━━ Supplied records

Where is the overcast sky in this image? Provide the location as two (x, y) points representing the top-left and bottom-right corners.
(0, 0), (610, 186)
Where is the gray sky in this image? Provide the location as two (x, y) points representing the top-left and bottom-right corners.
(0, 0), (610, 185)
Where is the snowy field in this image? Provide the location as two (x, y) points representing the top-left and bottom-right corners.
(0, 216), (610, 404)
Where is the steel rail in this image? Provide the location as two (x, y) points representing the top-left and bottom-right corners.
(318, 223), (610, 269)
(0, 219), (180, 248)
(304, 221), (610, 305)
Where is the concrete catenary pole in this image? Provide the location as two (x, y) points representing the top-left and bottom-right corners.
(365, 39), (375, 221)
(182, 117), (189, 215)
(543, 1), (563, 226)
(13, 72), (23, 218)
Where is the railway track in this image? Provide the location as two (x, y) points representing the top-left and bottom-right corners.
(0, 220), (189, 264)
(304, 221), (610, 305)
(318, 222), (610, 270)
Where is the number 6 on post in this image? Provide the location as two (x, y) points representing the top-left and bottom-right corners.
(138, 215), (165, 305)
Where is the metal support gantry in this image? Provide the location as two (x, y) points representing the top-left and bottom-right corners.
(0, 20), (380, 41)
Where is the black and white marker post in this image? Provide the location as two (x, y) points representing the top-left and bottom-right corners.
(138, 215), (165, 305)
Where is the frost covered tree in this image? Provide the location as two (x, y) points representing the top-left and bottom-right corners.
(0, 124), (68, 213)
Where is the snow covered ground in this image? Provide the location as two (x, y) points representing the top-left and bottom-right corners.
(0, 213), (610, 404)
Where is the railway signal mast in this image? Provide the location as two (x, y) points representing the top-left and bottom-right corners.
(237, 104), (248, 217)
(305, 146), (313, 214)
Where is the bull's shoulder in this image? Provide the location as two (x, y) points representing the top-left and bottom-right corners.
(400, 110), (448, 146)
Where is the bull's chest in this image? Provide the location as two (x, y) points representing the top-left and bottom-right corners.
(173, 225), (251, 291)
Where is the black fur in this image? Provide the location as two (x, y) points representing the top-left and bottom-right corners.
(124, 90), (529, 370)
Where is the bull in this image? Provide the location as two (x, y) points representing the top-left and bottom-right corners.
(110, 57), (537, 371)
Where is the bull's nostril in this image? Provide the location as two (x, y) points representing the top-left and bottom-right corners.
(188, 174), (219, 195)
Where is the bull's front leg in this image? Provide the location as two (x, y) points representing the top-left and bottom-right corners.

━━━━

#### Exercise task
Starting at the beginning of the items and ending with the line that contains "(0, 0), (610, 185)", write those lines out again, requests included, with every coordinate in the answers scaled by 1.05 and rounded to a whole number, halves rounded up. Give only those lines.

#### Solved problem
Where is the overcast sky in this image? Provide the location as two (x, y) points representing the top-left and bottom-right corners.
(0, 0), (641, 195)
Where is the gray sky in this image? Provide the location as two (x, y) points representing the top-left and bottom-right corners.
(0, 0), (641, 194)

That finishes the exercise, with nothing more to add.